[START OF RECORDS SUPPLIED]

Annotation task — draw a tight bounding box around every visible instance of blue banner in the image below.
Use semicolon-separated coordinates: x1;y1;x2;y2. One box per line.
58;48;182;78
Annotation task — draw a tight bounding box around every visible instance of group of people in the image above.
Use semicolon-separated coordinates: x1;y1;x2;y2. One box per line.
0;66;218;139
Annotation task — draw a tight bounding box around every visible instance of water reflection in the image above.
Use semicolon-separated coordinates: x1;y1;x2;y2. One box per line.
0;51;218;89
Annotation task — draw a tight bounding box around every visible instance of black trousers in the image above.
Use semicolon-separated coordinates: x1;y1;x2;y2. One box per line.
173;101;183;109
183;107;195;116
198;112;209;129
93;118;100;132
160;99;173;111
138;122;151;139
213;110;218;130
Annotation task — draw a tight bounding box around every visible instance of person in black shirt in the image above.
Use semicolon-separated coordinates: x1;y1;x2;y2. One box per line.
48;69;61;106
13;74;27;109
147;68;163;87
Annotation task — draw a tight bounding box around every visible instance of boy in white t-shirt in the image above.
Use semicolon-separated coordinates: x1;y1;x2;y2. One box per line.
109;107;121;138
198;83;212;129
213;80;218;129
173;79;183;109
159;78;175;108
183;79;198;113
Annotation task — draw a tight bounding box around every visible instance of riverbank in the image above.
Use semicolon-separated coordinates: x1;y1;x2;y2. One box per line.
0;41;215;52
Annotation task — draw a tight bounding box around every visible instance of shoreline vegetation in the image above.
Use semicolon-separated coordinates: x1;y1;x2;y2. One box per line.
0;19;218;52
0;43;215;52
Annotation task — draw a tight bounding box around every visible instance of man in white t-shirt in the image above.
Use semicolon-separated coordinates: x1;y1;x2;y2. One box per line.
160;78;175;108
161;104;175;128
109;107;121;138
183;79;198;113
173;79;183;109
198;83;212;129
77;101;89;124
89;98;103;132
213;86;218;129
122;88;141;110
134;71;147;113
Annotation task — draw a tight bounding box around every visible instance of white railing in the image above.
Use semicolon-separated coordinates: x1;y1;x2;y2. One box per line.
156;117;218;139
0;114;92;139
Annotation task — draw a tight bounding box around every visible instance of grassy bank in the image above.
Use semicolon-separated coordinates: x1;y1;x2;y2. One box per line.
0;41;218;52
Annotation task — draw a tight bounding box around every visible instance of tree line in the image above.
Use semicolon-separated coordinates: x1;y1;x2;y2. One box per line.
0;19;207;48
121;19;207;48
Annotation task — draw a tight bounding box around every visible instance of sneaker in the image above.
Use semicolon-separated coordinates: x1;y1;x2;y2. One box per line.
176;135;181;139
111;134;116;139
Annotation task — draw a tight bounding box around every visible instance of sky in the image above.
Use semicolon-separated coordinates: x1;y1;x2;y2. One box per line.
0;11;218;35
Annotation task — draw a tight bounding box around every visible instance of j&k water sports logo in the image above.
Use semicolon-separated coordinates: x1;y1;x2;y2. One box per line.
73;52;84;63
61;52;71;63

[END OF RECORDS SUPPLIED]

Please rewrite the part of the data that opens with the line containing "boy in white t-shirt in the image above." and closes with the line containing "134;71;147;113", replacing "white t-shirt" with "white tee" and keeping everything else the same.

Annotation task — draw a tight bounding box around every visible instance of boy in white tee in the image above.
Use semicolon-separated coordinates: x1;y1;x2;y2. One box per line.
109;107;121;138
198;83;212;129
213;80;218;129
173;79;183;109
159;78;175;108
183;79;198;113
Annotation task — draw a tight bounding box around every visible instance of riverbank in the image above.
Use semicolon-separated coordinates: x1;y1;x2;y2. One box per line.
0;41;215;52
Annotation task — draw a tight bounding box around every visible instance of shoreline vegetation in the image above.
Use semicolon-separated coordinates: x1;y1;x2;y2. One box per line.
0;19;218;52
0;43;215;52
Annotation task — draw a tight bounding box around every visible instance of man in white tee in the image above.
Use semicolon-separated coordinates: x1;y1;x2;y2. One box per line.
160;78;175;108
161;104;175;128
109;107;121;138
183;79;198;113
173;79;183;109
198;83;212;129
77;101;89;124
89;98;103;132
213;86;218;129
122;88;141;110
134;71;147;113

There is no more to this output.